#### What you have to do
Copy exactly the lines of the records below, and only those lines, beginning with the line that contains "Target: black shoe" and ending with the line that contains "Target: bare tree".

#### Given data

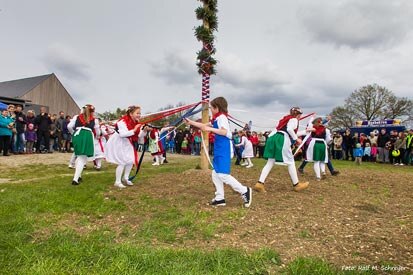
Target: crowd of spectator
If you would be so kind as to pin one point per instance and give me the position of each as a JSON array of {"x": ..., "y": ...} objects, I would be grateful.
[
  {"x": 379, "y": 146},
  {"x": 27, "y": 133}
]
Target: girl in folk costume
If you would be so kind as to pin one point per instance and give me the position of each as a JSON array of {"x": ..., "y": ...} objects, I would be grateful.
[
  {"x": 278, "y": 149},
  {"x": 100, "y": 143},
  {"x": 120, "y": 148},
  {"x": 248, "y": 151},
  {"x": 222, "y": 153},
  {"x": 85, "y": 127},
  {"x": 156, "y": 147},
  {"x": 317, "y": 150}
]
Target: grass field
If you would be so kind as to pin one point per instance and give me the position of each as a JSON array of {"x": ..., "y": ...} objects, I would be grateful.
[{"x": 358, "y": 222}]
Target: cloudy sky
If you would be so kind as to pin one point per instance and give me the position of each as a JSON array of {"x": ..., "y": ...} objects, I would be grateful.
[{"x": 272, "y": 54}]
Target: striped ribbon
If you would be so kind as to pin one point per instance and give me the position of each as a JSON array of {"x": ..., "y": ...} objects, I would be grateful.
[{"x": 205, "y": 87}]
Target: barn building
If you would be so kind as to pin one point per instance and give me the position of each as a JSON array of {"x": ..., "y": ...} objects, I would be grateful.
[{"x": 34, "y": 92}]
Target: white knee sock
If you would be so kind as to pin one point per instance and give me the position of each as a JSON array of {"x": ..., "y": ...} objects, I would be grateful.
[
  {"x": 98, "y": 163},
  {"x": 119, "y": 171},
  {"x": 128, "y": 168},
  {"x": 72, "y": 161},
  {"x": 80, "y": 163},
  {"x": 266, "y": 170},
  {"x": 231, "y": 181},
  {"x": 323, "y": 167},
  {"x": 317, "y": 169},
  {"x": 293, "y": 173}
]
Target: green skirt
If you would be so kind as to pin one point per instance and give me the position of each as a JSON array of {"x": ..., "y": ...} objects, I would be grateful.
[{"x": 83, "y": 143}]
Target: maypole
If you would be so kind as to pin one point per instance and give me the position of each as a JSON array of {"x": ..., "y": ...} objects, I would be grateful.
[{"x": 206, "y": 63}]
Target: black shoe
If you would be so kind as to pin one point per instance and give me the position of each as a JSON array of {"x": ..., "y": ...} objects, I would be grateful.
[
  {"x": 218, "y": 203},
  {"x": 335, "y": 173},
  {"x": 247, "y": 197}
]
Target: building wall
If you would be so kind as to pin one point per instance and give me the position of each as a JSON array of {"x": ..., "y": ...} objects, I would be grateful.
[{"x": 52, "y": 94}]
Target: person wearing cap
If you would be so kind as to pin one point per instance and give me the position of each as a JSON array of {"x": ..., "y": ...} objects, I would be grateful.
[
  {"x": 278, "y": 149},
  {"x": 84, "y": 126},
  {"x": 42, "y": 123},
  {"x": 6, "y": 126},
  {"x": 121, "y": 146}
]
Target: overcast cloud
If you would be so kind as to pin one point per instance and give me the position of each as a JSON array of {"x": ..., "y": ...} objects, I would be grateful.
[{"x": 271, "y": 54}]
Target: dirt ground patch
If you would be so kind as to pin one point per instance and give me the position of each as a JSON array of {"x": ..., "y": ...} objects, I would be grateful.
[
  {"x": 357, "y": 218},
  {"x": 361, "y": 217}
]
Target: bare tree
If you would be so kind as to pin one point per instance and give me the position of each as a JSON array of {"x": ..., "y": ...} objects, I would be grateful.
[
  {"x": 369, "y": 103},
  {"x": 397, "y": 107},
  {"x": 342, "y": 117}
]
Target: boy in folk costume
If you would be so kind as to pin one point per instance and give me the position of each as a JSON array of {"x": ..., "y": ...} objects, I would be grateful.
[
  {"x": 278, "y": 149},
  {"x": 120, "y": 148},
  {"x": 317, "y": 150},
  {"x": 85, "y": 126},
  {"x": 100, "y": 143},
  {"x": 222, "y": 153},
  {"x": 156, "y": 146},
  {"x": 248, "y": 151}
]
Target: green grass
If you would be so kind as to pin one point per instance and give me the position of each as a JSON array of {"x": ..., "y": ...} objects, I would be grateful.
[{"x": 47, "y": 227}]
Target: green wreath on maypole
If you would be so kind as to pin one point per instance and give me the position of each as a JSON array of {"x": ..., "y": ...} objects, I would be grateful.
[
  {"x": 204, "y": 33},
  {"x": 206, "y": 63}
]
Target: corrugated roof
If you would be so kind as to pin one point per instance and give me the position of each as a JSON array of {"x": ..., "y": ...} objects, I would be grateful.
[{"x": 19, "y": 87}]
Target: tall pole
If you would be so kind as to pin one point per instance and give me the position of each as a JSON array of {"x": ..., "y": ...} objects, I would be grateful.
[{"x": 206, "y": 13}]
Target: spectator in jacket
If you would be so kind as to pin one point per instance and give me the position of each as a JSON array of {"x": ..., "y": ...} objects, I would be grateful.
[
  {"x": 59, "y": 130},
  {"x": 20, "y": 129},
  {"x": 347, "y": 145},
  {"x": 6, "y": 126},
  {"x": 382, "y": 151},
  {"x": 42, "y": 123}
]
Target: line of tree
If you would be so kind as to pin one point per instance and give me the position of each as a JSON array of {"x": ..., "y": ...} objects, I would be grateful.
[{"x": 371, "y": 102}]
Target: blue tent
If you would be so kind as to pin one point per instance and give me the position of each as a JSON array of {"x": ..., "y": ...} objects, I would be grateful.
[{"x": 3, "y": 106}]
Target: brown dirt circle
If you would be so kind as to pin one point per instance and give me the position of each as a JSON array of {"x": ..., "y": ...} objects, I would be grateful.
[{"x": 361, "y": 217}]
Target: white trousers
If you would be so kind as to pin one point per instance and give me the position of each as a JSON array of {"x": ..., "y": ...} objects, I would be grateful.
[{"x": 219, "y": 179}]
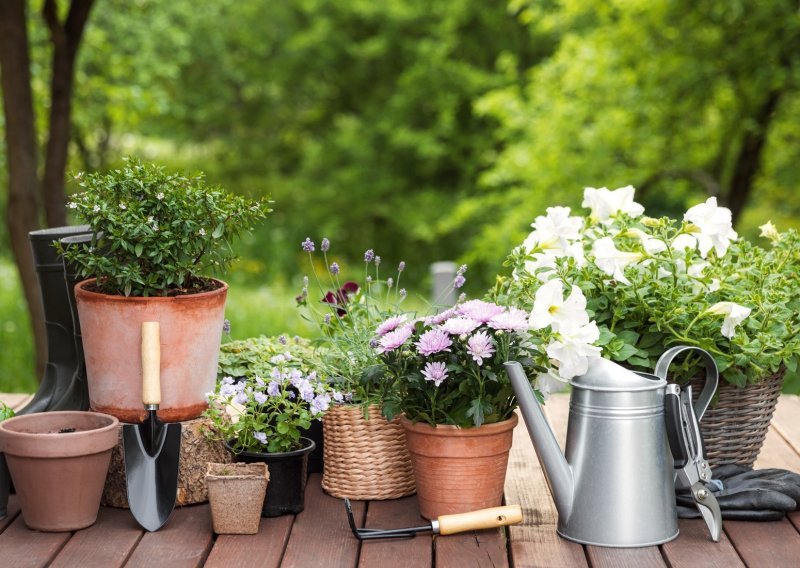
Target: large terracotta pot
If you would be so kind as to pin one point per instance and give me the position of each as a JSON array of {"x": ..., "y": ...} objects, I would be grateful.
[
  {"x": 58, "y": 462},
  {"x": 459, "y": 469},
  {"x": 191, "y": 331}
]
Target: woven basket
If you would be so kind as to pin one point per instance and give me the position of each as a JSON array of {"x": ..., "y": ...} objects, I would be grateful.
[
  {"x": 734, "y": 427},
  {"x": 365, "y": 459}
]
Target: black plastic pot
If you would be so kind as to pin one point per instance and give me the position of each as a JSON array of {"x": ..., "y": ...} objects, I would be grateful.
[{"x": 287, "y": 478}]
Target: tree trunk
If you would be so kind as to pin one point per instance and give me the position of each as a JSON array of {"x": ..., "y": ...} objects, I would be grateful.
[{"x": 23, "y": 184}]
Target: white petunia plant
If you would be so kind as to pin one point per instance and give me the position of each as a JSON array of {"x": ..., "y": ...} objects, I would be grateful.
[{"x": 637, "y": 285}]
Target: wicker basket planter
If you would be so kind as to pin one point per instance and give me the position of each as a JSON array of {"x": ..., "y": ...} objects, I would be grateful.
[
  {"x": 735, "y": 425},
  {"x": 365, "y": 459}
]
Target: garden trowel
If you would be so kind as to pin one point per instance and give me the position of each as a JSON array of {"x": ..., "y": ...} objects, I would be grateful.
[{"x": 152, "y": 448}]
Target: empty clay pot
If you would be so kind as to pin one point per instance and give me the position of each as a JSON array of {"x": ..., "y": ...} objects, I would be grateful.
[
  {"x": 236, "y": 493},
  {"x": 191, "y": 330},
  {"x": 459, "y": 469},
  {"x": 58, "y": 462}
]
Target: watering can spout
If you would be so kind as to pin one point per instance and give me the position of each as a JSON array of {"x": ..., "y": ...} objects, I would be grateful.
[{"x": 556, "y": 469}]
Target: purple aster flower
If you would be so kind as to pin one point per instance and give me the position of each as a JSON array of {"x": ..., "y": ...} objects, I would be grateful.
[
  {"x": 480, "y": 347},
  {"x": 390, "y": 325},
  {"x": 433, "y": 341},
  {"x": 459, "y": 325},
  {"x": 512, "y": 320},
  {"x": 435, "y": 371},
  {"x": 395, "y": 339},
  {"x": 479, "y": 310}
]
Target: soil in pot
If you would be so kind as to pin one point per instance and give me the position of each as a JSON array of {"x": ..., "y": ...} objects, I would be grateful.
[{"x": 59, "y": 462}]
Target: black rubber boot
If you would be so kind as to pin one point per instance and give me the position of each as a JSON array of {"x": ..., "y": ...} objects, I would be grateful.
[
  {"x": 76, "y": 395},
  {"x": 62, "y": 359}
]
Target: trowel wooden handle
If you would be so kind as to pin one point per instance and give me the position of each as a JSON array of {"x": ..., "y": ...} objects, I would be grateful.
[
  {"x": 483, "y": 519},
  {"x": 151, "y": 363}
]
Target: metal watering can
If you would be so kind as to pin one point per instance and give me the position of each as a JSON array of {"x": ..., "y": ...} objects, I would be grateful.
[{"x": 616, "y": 484}]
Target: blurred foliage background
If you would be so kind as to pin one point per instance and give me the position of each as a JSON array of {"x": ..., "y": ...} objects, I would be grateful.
[{"x": 429, "y": 129}]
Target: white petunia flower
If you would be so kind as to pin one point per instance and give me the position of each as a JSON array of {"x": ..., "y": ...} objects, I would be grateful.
[
  {"x": 611, "y": 260},
  {"x": 605, "y": 203},
  {"x": 734, "y": 315},
  {"x": 715, "y": 224}
]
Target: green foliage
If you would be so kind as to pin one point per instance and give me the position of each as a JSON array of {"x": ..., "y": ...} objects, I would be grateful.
[{"x": 157, "y": 233}]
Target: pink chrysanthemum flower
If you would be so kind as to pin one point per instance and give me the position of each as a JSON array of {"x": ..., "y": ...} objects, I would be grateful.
[
  {"x": 512, "y": 320},
  {"x": 390, "y": 325},
  {"x": 435, "y": 371},
  {"x": 479, "y": 310},
  {"x": 459, "y": 325},
  {"x": 394, "y": 339},
  {"x": 433, "y": 341},
  {"x": 480, "y": 347}
]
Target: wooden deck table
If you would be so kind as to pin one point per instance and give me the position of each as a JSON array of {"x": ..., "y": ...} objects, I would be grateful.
[{"x": 319, "y": 536}]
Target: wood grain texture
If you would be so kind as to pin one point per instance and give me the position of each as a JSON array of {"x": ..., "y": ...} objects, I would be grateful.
[
  {"x": 183, "y": 542},
  {"x": 393, "y": 514},
  {"x": 534, "y": 547},
  {"x": 321, "y": 535},
  {"x": 108, "y": 543},
  {"x": 262, "y": 550},
  {"x": 24, "y": 548},
  {"x": 694, "y": 548},
  {"x": 774, "y": 544}
]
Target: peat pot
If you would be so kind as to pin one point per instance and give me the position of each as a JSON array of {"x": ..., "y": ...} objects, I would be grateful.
[
  {"x": 191, "y": 331},
  {"x": 58, "y": 462},
  {"x": 459, "y": 469},
  {"x": 287, "y": 478}
]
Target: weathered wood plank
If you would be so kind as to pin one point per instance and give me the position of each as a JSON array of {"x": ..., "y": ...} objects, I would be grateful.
[
  {"x": 24, "y": 548},
  {"x": 321, "y": 533},
  {"x": 262, "y": 550},
  {"x": 772, "y": 544},
  {"x": 392, "y": 514},
  {"x": 478, "y": 548},
  {"x": 107, "y": 543},
  {"x": 540, "y": 546},
  {"x": 694, "y": 548},
  {"x": 646, "y": 557},
  {"x": 183, "y": 542}
]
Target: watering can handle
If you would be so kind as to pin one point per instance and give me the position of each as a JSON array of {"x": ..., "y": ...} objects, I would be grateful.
[{"x": 712, "y": 374}]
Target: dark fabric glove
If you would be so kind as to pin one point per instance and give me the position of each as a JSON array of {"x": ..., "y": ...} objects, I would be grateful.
[{"x": 747, "y": 494}]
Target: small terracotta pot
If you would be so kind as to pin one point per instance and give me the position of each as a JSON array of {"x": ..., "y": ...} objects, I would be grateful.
[
  {"x": 59, "y": 473},
  {"x": 459, "y": 469},
  {"x": 236, "y": 493},
  {"x": 191, "y": 331}
]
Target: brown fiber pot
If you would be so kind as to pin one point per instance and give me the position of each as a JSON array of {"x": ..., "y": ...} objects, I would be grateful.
[
  {"x": 191, "y": 331},
  {"x": 459, "y": 469},
  {"x": 59, "y": 475}
]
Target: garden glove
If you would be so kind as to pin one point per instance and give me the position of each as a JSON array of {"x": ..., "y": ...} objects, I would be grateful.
[{"x": 747, "y": 494}]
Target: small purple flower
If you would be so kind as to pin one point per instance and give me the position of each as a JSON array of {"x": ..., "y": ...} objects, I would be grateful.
[
  {"x": 480, "y": 347},
  {"x": 435, "y": 371},
  {"x": 395, "y": 339},
  {"x": 433, "y": 341}
]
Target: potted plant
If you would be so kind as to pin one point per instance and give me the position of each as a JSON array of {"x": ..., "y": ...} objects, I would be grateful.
[
  {"x": 653, "y": 283},
  {"x": 58, "y": 462},
  {"x": 156, "y": 235},
  {"x": 365, "y": 455},
  {"x": 236, "y": 494},
  {"x": 261, "y": 418}
]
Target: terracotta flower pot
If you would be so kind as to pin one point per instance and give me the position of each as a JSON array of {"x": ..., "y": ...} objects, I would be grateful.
[
  {"x": 236, "y": 493},
  {"x": 459, "y": 469},
  {"x": 58, "y": 462},
  {"x": 191, "y": 331}
]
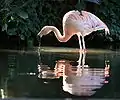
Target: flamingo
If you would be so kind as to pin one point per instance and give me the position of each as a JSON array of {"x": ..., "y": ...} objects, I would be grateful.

#### Exercise result
Target: black shoe
If you would be so kind as to pin one point per instance and give me the position of each as a JSON array of {"x": ..., "y": ...} objects, I would be grateful.
[
  {"x": 218, "y": 203},
  {"x": 335, "y": 173},
  {"x": 247, "y": 197}
]
Target: building wall
If you would be so kind as to pin one point per instance and give me the position of each as a JSON array of {"x": ..., "y": ...} objects, I would be grateful.
[{"x": 52, "y": 94}]
Target: person wearing cap
If you would be so kind as to pin one point per instance and give me the position of each as a JSON array of {"x": ..., "y": ...} objects, I would be grateful.
[
  {"x": 278, "y": 149},
  {"x": 84, "y": 126},
  {"x": 42, "y": 123},
  {"x": 6, "y": 126},
  {"x": 121, "y": 146}
]
Target: overcast cloud
If you would be so kind as to pin one point per instance and give me the position of each as a JSON array of {"x": ..., "y": ...} objects, I would be grateful.
[{"x": 271, "y": 54}]
Target: dirt ground patch
If you would be so kind as to pin one point per instance and give me the position of each as a JSON array of {"x": ..., "y": ...} objects, I would be grateful.
[
  {"x": 357, "y": 218},
  {"x": 361, "y": 217}
]
Target: bare tree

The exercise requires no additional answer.